TEXT SHOWN section start

Skip to content

jmx1e/blind-humanoid-gym

Repository files navigation

BLIND: Bipedal Locomotion with Intermittent Navigation Data for Environmental Hazards

BLIND (Bipedal Locomotion with Intermittent Navigation Data for Environmental Hazards) is a reinforcement learning framework based on NVIDIA Isaac Gym, designed to train robust locomotion policies for humanoid robots (specifically RobotEra's XBot-L) under external hazards and internal failures. This codebase builds directly upon the foundational architecture established in Humanoid-Gym: Reinforcement Learning for Humanoid Robot with Zero-Shot Sim2Real Transfer.

1. Project Overview & Motivation

Standard reinforcement learning policies for humanoid locomotion are highly susceptible to out-of-distribution (OOD) disturbances. They typically assume perfect, continuous data from sensors and uninterrupted joint execution. In the real world, physical humanoids experience:

  • Sensor noise and intermittent blackouts (e.g., thermal sensor failures, camera visual occlusions).
  • Actuator degradation (e.g., motor saturation, joint limpness or freezing).
  • External environmental hazards (e.g., collisions, physical obstacles, projectile bombardment).

BLIND introduces a framework that models system failures causally linked to environmental hazards. By training humanoid agents inside a three-stage curriculum with "blinking" (intermittent, randomized masking of sensors, actuators, and radar inputs), we force the policy to learn robust, multi-modal recovery behaviors and a distributed, resilient gait.

2. Core Methodologies

Our framework utilizes Proximal Policy Optimization (PPO) in an asymmetric Actor-Critic setup to control a 12-DoF RobotEra XBot-L humanoid robot.

Asymmetric Actor-Critic

  • Actor Observation (54D $\times$ 15 stacked frames = 810D): Proprioceptive joint states, base orientation, command vectors, and a 7D synthetic exteroceptive radar tracking incoming threats.
  • Privileged Critic Observation (73D $\times$ 3 frames = 219D): Ground-truth states (e.g., actual velocities, contact forces, domain randomization parameters) to stabilize value estimation.

Procedural Projectiles

Procedural 3 kg projectiles spawn dynamically on a 2.0 m radius cylinder centered around the robot's Center of Mass (CoM). They are fired at $7.5\text{ m/s}$ directly targeting the CoM, creating uniform impact coverage across all body segments.

"Blinking" Failure Modes

To teach the policy how to handle intermittent outages, we introduce three masking conditions:

  1. Proprioceptive Sensor Dropout: Zeroes out the velocity feedback of a randomly selected joint in the actor observation for $50$ steps ($0.5\text{ s}$).
  2. Exteroceptive Radar Blackout: Zeroes out the 7D radar tracking vector for $50$ steps, leaving the robot blind to incoming projectiles.
  3. Actuator Limpness: Sets the PD control gains ($K_p, K_d$) of a randomly selected joint to zero for $30$ steps ($0.3\text{ s}$), rendering the joint completely floppy.

TEXT SHOWN section end
ENTRIES SHOWN section start

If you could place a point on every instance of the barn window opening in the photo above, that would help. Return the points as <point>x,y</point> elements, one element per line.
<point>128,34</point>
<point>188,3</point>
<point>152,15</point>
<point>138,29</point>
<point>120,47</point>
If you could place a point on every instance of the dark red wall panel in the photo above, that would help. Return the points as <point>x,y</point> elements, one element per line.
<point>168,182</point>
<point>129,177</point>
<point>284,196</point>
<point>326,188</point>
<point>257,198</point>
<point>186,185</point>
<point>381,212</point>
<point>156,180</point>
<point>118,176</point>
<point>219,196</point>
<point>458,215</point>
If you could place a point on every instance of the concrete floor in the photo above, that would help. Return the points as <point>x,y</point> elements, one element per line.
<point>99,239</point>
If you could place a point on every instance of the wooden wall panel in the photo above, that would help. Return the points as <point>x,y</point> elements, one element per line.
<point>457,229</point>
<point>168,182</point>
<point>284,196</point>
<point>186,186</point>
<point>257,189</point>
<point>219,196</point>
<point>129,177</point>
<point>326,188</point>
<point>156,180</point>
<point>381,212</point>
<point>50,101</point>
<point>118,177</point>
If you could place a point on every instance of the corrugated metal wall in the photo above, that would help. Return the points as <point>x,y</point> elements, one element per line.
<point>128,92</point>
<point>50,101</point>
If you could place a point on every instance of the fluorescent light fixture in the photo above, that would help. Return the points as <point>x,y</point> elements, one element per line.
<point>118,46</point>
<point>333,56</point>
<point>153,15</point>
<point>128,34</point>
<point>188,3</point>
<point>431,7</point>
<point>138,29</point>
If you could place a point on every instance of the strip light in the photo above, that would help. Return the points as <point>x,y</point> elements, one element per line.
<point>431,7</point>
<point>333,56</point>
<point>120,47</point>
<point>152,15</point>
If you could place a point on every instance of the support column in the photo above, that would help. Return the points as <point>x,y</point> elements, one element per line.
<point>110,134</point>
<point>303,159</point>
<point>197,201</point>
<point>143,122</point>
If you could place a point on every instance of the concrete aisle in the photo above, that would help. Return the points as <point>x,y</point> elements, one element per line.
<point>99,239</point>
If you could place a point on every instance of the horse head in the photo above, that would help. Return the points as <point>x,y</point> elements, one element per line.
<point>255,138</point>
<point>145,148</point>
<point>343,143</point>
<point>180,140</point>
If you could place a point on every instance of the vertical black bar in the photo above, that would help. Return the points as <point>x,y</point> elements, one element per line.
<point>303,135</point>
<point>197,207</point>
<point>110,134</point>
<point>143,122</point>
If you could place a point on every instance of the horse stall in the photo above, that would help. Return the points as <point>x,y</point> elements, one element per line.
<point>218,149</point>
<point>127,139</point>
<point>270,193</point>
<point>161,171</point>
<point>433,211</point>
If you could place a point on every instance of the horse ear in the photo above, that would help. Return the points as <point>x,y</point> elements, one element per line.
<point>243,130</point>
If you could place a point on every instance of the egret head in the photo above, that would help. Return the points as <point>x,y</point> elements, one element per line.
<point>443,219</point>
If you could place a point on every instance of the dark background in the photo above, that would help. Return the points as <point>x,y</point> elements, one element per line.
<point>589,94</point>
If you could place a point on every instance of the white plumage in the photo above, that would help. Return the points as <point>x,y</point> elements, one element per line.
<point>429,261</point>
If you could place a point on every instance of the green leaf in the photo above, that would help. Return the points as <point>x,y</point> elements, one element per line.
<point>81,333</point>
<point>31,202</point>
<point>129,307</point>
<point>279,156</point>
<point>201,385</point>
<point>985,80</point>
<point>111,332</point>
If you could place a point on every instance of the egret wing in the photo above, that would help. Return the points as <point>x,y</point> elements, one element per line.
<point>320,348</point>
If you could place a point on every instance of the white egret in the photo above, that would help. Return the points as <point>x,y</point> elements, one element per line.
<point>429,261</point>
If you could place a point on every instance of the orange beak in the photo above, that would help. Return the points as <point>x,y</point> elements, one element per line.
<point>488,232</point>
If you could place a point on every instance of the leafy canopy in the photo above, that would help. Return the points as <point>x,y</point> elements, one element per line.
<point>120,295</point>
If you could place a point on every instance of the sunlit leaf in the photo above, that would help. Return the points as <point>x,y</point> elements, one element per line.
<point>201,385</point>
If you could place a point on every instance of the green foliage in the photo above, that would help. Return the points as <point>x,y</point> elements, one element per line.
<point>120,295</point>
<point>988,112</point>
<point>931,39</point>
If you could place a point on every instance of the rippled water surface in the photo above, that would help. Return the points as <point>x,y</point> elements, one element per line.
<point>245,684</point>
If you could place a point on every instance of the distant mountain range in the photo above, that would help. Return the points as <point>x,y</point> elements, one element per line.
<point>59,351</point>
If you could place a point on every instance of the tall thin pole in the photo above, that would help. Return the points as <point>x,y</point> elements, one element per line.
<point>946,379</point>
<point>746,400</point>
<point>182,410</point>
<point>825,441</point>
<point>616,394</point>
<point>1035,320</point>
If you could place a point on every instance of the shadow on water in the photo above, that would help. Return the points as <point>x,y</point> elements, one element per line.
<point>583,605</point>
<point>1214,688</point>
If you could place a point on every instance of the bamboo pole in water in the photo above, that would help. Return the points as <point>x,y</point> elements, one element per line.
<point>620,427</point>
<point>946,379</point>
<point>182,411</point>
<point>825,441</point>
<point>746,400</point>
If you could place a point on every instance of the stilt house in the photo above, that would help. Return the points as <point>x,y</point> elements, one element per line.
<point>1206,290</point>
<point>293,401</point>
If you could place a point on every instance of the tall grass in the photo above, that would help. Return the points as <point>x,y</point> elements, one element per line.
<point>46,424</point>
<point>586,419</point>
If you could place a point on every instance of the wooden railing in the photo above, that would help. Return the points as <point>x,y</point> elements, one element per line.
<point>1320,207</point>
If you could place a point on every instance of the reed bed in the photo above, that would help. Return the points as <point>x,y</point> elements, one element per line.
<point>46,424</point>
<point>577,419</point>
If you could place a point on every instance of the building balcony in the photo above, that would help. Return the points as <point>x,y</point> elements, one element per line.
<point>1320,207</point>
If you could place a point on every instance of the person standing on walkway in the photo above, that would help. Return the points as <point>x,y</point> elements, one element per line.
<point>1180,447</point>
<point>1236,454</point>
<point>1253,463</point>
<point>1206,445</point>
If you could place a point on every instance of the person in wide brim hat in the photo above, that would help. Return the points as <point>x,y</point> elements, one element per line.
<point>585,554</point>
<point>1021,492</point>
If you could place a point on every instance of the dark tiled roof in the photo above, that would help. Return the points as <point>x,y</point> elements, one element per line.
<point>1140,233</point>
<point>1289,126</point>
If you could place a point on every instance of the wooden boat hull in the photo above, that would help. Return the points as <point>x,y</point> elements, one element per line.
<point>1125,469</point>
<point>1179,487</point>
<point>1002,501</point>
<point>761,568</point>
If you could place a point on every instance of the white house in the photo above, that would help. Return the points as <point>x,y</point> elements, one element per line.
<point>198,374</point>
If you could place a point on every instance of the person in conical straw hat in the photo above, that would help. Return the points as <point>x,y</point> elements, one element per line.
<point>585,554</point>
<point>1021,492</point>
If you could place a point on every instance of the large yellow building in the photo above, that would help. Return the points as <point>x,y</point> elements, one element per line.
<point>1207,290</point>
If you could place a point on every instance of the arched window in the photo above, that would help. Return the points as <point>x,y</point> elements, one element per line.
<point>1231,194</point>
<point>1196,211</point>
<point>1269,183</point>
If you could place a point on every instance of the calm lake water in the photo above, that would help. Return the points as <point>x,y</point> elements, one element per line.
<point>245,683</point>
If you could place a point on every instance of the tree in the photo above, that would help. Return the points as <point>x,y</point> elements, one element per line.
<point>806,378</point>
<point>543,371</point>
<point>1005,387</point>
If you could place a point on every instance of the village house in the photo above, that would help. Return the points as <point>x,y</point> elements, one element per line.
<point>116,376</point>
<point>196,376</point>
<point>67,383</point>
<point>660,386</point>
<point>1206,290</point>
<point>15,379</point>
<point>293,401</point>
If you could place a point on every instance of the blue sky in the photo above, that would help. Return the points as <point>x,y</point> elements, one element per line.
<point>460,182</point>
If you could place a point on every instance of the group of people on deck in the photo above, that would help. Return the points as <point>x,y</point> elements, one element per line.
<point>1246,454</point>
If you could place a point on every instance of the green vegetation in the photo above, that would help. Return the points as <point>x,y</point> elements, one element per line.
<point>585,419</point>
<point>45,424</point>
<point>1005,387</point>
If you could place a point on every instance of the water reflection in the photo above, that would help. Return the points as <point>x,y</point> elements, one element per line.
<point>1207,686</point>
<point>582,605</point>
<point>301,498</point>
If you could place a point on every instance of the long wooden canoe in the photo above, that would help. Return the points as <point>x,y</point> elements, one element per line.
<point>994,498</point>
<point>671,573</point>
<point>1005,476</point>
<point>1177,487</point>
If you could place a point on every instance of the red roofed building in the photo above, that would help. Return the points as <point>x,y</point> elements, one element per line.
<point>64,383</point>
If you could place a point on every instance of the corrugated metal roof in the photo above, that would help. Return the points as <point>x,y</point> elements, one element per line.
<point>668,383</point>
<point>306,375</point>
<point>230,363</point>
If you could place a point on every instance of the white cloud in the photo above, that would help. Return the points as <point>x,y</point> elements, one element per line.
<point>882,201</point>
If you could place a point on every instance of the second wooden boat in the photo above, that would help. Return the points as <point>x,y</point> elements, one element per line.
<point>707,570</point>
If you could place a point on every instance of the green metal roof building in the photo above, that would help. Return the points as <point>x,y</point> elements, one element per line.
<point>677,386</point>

ENTRIES SHOWN section end

TASKS AND EXERCISES:
a – Reproduce the passage of the BLIND page that opens with the words containing "Our framework utilizes" and closes with "stabilize value estimation.".
b – Answer these questions from the BLIND page:
(i) What is the mass of each procedural projectile?
(ii) For how many steps does actuator limpness set a joint's PD gains to zero?
(iii) Which reinforcement learning algorithm does the framework use to control the robot?
c – Extend the BLIND page, picking up after its last sentence.

ANSWERS PROVIDED:
a –
Our framework utilizes Proximal Policy Optimization (PPO) in an asymmetric Actor-Critic setup to control a 12-DoF RobotEra XBot-L humanoid robot.

Asymmetric Actor-Critic

  • Actor Observation (54D $\times$ 15 stacked frames = 810D): Proprioceptive joint states, base orientation, command vectors, and a 7D synthetic exteroceptive radar tracking incoming threats.
  • Privileged Critic Observation (73D $\times$ 3 frames = 219D): Ground-truth states (e.g., actual velocities, contact forces, domain randomization parameters) to stabilize value estimation.

b –
(i) 3 kg
(ii) 30 steps (0.3 s)
(iii) Proximal Policy Optimization (PPO)

c –
Blinking is triggered via two concurrent mechanisms:

  • Stochastic background blinks: Random activations during training based on configured step probabilities ($p_{\text{sensor}} = 0.01$, $p_{\text{radar}} = 0.01$, $p_{\text{actuator}} = 0.002$).
  • Causal impact-based blinks: Projectile collisions exceeding $10\text{ N}$ trigger localized failures (left-leg hits mask left-leg joints, right-leg hits mask right-leg joints, torso/head hits trigger radar blackouts).

3. Three-Stage Curriculum Training

Because direct training under high-intensity physical and sensory trauma is unstable, we employ a progressive curriculum:

  • Stage 1: Locomotion Baseline: The policy is trained from scratch on flat ground without projectiles or blinking failures. This run is trained for 300 iterations (73.7M simulation steps) to establish a stable walking gait using the pre-allocated 54D observation size.
  • Stage 2: Projectile Resilience: Resuming from the Stage 1 baseline, we activate spherical projectile spawning and impact-triggered failures. The model is trained for 100 iterations (24.6M simulation steps) to adapt to constant physical perturbations.
  • Stage 3: Blinking Training: Resuming from the Stage 2 checkpoint, the robot is trained under different blinking configurations for 100 iterations (24.6M simulation steps) to learn recovery policies. In Stage 3, the training branches into five parallel configurations starting from the same Stage 2 checkpoint:
    • Branch A (Control): Projectiles remain active, but all blinking failure modes are disabled.
    • Branch B (Sensor Blink): Enables stochastic background proprioceptive joint velocity masking.
    • Branch C (Actuator Blink): Enables stochastic background joint actuator limpness.
    • Branch D (Radar Blink): Enables stochastic background exteroceptive radar masking.
    • Branch E (Combined Blinking): All three stochastic background blinking failure modes are simultaneously enabled.

4. Repository Structure

The core logic is implemented in the following modules:

blind-humanoid-gym/
├── humanoid/
│   ├── algo/                       # RL Algorithms
│   │   └── ppo/                    # PPO implementation (actor_critic.py, ppo.py, on_policy_runner.py)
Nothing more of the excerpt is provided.